Consigne: Remplacez « juridiction » par « instance judiciaire » dans l'extrait sur la comparution immédiate, puis réécrivez tout le passage depuis « La tentation de » jusqu'à « d’incarcération en France. ».

Texte d'étude:
□ □ □ □
Son rapport démontrait entre autres la violence des interpellations ou encore l’existence de conditions d’hygiène indignes…

La CGLPL s’inquiétait notamment d’une « banalisation de l’enfermement ».

Cela soulève de nombreuses questions sur le plan juridique. Notamment s’agissant de l’usage du placement en garde à vue et de la comparution immédiate contre les manifestants contre la réforme des retraites et de l’utilisation par la Première ministre, Elisabeth Borne, de l’article 49 alinéa 3 de la Constitution française.

Le passage en force de cette réforme a entrainé une grande vague de manifestation sur l’ensemble du territoire français, suivie concomitamment de nombreuses interpellations et placements en garde à vue sur lesquels les avocats s’interrogent.

La tentation de poursuivre les gardés à vue en comparution immédiate, semble particulièrement forte pour l’autorité publique.

Pour rappel, la comparution immédiate est un mode de comparution accéléré devant une juridiction. Mise en place en septembre 1986, elle est très rapidement devenue la première source d’incarcération en France.
□ □ □ □
Données fournies:
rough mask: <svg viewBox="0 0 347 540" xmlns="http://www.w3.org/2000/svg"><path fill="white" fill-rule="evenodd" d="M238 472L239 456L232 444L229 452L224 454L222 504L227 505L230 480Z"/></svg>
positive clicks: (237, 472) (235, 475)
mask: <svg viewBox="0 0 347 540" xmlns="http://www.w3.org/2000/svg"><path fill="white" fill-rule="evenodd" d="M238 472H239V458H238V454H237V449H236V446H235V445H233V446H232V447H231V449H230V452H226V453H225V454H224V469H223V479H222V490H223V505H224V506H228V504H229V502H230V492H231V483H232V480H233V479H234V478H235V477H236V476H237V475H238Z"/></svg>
□ □ □ □
Corrigé:
La tentation de poursuivre les gardés à vue en comparution immédiate, semble particulièrement forte pour l’autorité publique.

Pour rappel, la comparution immédiate est un mode de comparution accéléré devant une instance judiciaire. Mise en place en septembre 1986, elle est très rapidement devenue la première source d’incarcération en France.